(Records from a data collection)

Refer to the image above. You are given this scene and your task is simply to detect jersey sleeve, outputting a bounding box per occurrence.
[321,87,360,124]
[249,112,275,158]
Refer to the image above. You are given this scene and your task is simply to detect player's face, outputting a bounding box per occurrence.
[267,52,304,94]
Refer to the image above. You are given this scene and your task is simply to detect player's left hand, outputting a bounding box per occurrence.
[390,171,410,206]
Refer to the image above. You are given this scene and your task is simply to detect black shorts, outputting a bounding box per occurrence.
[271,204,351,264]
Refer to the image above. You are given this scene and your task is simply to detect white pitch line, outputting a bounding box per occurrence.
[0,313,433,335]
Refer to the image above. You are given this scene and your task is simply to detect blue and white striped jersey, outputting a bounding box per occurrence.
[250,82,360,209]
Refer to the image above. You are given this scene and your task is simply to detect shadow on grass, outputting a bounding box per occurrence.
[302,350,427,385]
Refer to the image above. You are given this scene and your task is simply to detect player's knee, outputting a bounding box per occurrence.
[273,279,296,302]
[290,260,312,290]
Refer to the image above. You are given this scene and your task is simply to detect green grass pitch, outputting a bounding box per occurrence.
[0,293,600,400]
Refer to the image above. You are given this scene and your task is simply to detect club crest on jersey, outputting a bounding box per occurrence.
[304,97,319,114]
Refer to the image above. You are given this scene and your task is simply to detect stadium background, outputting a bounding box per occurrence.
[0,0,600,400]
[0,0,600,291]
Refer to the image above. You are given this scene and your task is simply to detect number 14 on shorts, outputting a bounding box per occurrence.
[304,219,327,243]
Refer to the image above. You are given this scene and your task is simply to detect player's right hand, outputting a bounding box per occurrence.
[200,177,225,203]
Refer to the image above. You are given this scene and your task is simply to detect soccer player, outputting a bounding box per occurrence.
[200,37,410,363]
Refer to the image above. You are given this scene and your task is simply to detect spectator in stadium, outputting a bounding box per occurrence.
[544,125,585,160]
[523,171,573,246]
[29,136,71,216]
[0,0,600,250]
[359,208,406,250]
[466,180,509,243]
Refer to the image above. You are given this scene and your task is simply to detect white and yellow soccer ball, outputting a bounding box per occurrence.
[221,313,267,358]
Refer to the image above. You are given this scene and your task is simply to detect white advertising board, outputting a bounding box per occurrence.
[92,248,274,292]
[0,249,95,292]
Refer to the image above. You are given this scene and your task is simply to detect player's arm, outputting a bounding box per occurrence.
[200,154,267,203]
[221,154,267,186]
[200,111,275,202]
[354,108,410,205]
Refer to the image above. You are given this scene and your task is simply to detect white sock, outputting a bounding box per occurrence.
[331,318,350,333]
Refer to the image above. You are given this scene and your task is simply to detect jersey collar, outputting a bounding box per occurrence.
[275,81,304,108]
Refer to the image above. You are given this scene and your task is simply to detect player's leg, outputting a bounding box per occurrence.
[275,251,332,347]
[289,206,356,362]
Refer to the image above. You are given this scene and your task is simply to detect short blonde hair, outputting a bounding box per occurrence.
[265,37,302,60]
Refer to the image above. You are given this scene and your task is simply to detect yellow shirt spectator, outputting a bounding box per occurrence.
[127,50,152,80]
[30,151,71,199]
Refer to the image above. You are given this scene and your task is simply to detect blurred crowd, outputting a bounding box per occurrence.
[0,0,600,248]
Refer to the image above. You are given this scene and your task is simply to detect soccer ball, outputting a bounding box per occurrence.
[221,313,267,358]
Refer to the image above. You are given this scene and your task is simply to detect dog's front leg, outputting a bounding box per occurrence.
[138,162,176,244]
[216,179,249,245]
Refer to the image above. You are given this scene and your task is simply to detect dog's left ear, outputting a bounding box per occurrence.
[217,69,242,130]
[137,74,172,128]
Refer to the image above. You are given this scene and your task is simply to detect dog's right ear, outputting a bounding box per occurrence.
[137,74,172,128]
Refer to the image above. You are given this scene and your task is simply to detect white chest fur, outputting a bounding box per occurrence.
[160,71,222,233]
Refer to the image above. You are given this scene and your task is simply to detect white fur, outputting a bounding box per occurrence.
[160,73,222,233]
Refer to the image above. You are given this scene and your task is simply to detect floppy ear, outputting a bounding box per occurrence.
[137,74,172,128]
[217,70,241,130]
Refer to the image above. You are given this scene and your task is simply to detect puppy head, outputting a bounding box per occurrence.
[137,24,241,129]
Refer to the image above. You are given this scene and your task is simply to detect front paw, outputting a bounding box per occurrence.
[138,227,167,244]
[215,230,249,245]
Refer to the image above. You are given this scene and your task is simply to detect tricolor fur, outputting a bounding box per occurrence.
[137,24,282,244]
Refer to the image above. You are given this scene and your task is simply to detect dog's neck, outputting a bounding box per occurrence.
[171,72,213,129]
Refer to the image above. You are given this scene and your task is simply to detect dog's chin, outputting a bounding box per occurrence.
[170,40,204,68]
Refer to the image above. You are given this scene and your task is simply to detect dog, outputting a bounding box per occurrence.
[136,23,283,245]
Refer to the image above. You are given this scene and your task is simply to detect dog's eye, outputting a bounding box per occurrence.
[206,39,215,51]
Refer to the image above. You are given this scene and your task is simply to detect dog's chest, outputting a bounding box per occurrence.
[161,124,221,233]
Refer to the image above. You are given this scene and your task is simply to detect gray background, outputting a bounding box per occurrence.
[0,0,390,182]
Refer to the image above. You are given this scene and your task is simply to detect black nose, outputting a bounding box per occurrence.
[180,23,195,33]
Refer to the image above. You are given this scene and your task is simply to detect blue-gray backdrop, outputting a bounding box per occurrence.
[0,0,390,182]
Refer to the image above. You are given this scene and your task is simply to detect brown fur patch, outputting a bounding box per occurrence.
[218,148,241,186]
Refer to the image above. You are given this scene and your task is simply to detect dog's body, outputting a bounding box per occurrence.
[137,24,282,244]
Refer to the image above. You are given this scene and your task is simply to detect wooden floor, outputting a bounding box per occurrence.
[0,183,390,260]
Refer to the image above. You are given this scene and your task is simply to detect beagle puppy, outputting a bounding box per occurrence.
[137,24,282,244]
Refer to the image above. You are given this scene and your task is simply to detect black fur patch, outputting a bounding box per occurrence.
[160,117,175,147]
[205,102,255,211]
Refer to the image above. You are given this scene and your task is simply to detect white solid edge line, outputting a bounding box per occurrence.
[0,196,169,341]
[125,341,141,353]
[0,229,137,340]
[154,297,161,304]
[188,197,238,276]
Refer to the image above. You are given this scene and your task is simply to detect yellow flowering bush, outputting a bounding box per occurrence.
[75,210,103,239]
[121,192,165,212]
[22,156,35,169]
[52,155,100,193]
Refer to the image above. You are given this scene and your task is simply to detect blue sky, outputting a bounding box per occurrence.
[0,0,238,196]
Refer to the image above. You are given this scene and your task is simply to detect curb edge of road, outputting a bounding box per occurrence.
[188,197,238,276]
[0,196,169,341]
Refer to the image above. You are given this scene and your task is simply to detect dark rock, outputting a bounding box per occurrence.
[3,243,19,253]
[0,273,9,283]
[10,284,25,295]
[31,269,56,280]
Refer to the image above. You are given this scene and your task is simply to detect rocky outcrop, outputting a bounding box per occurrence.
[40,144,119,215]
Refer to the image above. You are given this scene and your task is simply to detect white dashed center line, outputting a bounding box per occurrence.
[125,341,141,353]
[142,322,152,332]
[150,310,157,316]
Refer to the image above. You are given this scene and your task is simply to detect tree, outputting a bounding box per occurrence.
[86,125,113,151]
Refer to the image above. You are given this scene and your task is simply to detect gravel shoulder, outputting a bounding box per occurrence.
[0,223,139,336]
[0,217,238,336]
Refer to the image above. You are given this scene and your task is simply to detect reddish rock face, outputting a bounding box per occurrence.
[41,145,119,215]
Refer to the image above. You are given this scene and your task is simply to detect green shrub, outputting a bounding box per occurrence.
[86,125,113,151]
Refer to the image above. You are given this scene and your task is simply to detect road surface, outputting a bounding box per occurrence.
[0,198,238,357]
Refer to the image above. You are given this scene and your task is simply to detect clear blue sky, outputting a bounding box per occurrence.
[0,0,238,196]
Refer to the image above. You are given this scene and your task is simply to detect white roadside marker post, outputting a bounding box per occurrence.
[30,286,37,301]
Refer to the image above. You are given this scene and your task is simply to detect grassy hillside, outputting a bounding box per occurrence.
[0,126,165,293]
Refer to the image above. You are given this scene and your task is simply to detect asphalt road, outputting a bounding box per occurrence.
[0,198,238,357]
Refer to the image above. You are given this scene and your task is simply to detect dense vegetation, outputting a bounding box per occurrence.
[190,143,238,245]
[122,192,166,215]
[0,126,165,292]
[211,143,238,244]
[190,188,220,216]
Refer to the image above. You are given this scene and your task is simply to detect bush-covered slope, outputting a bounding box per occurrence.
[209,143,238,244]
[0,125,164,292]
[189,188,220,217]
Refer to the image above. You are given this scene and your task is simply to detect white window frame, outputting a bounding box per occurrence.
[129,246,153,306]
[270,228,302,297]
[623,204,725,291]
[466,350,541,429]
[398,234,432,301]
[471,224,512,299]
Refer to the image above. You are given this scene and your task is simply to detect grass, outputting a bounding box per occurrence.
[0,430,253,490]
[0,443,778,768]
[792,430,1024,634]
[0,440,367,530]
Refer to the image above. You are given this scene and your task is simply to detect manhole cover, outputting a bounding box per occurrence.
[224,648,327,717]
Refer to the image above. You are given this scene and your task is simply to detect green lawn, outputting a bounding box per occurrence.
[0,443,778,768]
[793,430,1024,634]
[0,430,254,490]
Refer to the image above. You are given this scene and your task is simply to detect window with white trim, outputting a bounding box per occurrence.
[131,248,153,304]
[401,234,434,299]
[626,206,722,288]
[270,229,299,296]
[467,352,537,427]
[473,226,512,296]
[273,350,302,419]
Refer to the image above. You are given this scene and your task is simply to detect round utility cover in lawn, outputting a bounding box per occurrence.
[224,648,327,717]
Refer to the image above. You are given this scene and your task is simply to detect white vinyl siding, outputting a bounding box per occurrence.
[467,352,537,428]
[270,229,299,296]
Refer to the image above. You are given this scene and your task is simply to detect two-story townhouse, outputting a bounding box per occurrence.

## WHAT YOU WILL DO:
Copy the material word for word, from its first line up to and including the line with "[390,171,410,206]".

## COMPLETED TASK:
Refer to the image above. You are given this scene and your task is simply to detect jersey sleeve, outputting a bounding box per occurrence.
[321,87,360,124]
[249,112,275,158]
Refer to the image above. You are given this scene and your task is simply to detect player's face, outputting a bounding box per occurrence.
[267,52,304,94]
Refer to the image above. You are given this scene and your task is simply to detect player's left hand, outputting a bounding box per occurrence.
[390,171,410,206]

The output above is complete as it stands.